=== What you are asked to do ===
Retype precisely the section of the data that starts at the line containing "[spot] the frozen" and runs to its final line, ends included.

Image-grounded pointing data
********
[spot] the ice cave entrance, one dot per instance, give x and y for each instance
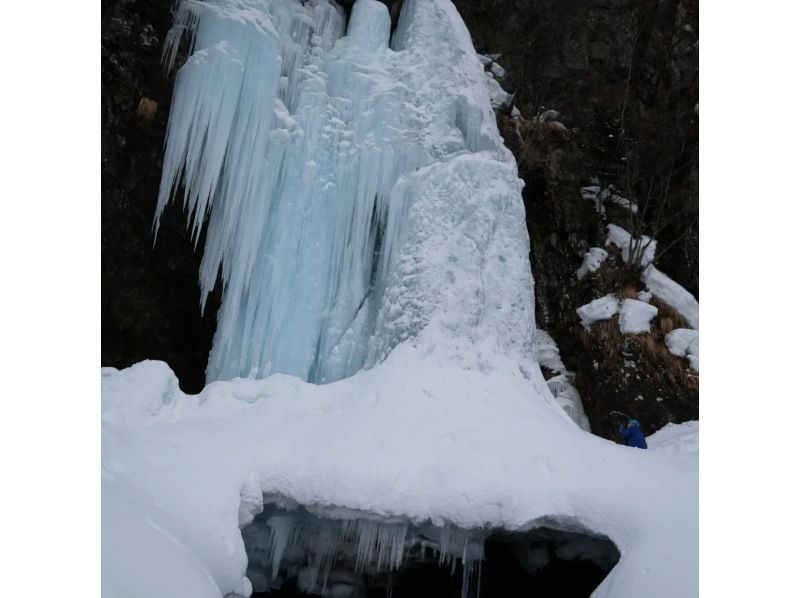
(296, 552)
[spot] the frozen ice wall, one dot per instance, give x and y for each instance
(358, 195)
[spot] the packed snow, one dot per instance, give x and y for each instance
(599, 309)
(370, 231)
(669, 291)
(592, 260)
(635, 316)
(562, 385)
(599, 195)
(681, 441)
(658, 284)
(685, 342)
(418, 438)
(303, 145)
(643, 248)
********
=== The completed task ===
[spot] the frozen ice wall, one dot per instance, give x and y for each instance
(358, 195)
[spot] the packed snow, one dot per instance, give x and y for each instance
(599, 309)
(370, 231)
(669, 291)
(592, 260)
(635, 316)
(562, 385)
(599, 195)
(681, 441)
(658, 284)
(685, 342)
(418, 438)
(303, 145)
(643, 248)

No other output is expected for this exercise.